**Task brief**. Reproduce every one of the records below line for line, without changing a single character.

**Records for this task**.
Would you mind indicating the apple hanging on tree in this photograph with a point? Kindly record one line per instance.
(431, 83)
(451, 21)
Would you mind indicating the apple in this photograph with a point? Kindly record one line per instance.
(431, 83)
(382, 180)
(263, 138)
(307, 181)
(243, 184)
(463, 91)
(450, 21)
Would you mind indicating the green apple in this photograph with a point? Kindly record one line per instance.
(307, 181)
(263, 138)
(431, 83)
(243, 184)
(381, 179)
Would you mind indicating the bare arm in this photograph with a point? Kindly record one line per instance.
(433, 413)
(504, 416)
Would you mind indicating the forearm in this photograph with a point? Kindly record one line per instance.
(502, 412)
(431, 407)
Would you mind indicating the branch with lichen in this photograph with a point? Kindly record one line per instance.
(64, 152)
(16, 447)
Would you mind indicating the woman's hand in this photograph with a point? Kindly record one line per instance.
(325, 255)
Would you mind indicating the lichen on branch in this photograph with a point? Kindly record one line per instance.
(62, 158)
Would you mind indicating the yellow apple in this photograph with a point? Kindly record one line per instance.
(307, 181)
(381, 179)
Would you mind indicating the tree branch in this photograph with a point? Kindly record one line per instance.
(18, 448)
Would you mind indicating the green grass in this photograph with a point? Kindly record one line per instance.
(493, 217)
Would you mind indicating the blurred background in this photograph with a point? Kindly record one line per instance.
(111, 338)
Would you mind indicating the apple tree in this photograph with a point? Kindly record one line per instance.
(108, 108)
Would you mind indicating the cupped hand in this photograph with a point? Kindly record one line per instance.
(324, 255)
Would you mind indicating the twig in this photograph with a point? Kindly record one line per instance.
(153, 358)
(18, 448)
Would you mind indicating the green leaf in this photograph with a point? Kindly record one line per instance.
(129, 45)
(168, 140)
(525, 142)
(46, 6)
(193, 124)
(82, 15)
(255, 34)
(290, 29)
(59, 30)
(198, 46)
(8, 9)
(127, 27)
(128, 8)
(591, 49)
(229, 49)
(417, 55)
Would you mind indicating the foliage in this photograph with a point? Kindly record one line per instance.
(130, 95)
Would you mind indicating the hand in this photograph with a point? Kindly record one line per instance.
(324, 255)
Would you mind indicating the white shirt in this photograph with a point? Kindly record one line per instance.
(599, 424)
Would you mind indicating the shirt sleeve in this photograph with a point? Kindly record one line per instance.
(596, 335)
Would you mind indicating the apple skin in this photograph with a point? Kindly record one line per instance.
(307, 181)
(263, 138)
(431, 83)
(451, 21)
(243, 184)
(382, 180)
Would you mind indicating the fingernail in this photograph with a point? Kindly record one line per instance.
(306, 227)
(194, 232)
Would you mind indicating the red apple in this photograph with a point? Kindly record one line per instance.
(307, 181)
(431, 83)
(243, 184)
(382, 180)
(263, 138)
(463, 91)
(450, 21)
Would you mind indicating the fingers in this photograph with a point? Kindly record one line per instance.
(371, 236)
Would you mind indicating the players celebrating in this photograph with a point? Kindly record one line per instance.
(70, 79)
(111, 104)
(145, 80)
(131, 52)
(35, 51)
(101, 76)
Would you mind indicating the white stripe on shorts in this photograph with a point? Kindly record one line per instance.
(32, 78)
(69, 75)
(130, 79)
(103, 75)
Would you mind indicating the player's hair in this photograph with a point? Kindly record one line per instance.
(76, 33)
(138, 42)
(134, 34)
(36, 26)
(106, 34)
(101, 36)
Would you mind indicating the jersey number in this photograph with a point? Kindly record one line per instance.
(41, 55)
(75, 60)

**Output of the exercise**.
Would you mind indicating the apple hanging on tree in this photograph with a point? Kindly record one line per instance.
(431, 83)
(451, 21)
Would you mind indicating the apple in this photograph with a point? Kindly record one line per instance.
(431, 83)
(382, 180)
(263, 138)
(307, 181)
(243, 184)
(463, 91)
(450, 21)
Would you mind indicating the green apple in this photograph with a point? Kindly record one line per instance.
(307, 181)
(263, 138)
(431, 83)
(243, 184)
(381, 179)
Would you mind indicating the bare arm in this photograph with a point? Kindly record one line per instance.
(433, 413)
(504, 416)
Would you mind indicating the forearm in this photograph with a point? Kindly record one line per instance.
(502, 412)
(431, 407)
Would you mind indicating the branch with lichen in this photograph with a point? Kindly record one line per instance.
(64, 152)
(16, 447)
Would you mind indicating the woman's hand in this photograph with a point? Kindly record one line per instance.
(325, 255)
Would you mind indicating the lichen on branch in this photograph with a point? Kindly record one line per instance.
(62, 158)
Would you mind indicating the yellow apple in this photograph with a point? Kindly record one line per instance.
(307, 181)
(381, 179)
Would you mind indicating the tree branch in this photograph with a point? Kindly record one line per instance.
(18, 448)
Would you mind indicating the green grass in this photograph with a point? Kindly record one line per instance.
(493, 217)
Would you mind indicating the blurred background in this photograph with a point? Kindly record one line per instance.
(111, 338)
Would you mind indicating the apple tree in this photograph with a point? Kindly record one line per instance.
(108, 108)
Would you mind indicating the cupped hand in this photograph with a point? Kindly record one line per instance.
(324, 255)
Would you mind indicating the twig in this photograph with a point? Kindly record one line per instance.
(153, 358)
(18, 448)
Would you mind indicating the green leaf in this photograph with a point? Kindly record one line per instance.
(129, 45)
(168, 140)
(525, 142)
(46, 6)
(193, 124)
(82, 15)
(255, 34)
(290, 29)
(59, 30)
(198, 46)
(8, 9)
(127, 27)
(128, 8)
(591, 49)
(229, 49)
(417, 55)
Would you mind indicating the foliage in this photograph with a point? Kindly record one line per instance.
(130, 95)
Would you mind indicating the hand in this photograph with a point? Kindly record one line per instance.
(324, 255)
Would you mind indicating the white shirt in this photograph with a point? Kindly record one line per instance.
(599, 424)
Would you mind indicating the shirt sleeve in this photograph with a point? Kindly record one line per instance.
(596, 335)
Would you mind indicating the apple skin in this photograph with a point? Kindly record one line per instance.
(307, 181)
(263, 138)
(431, 83)
(451, 21)
(243, 184)
(382, 180)
Would you mind indicating the fingernail in this photograph with a point? Kindly record one line per instance.
(306, 227)
(194, 232)
Would you mind indicating the red apple in this photograph with a point? Kindly record one line per instance.
(307, 181)
(431, 83)
(243, 184)
(382, 180)
(263, 138)
(463, 91)
(450, 21)
Would you mind indicating the fingers in this photograph with a point? Kindly record one line per instance.
(371, 236)
Would you mind indicating the players celebrating in this photograph with a point? Kindly record one line per instance.
(70, 79)
(111, 104)
(145, 80)
(131, 52)
(35, 51)
(101, 76)
Would you mind indicating the white stripe on shorts in this photograph with a point? Kindly record one line per instance.
(32, 78)
(69, 75)
(130, 79)
(103, 75)
Would you mind indicating the player's hair in this photograph with a point? Kindly record one line per instance.
(76, 33)
(138, 42)
(134, 34)
(36, 26)
(106, 34)
(101, 36)
Would you mind indicating the jersey number in this photograph with a point? Kindly record one line per instance.
(41, 55)
(75, 60)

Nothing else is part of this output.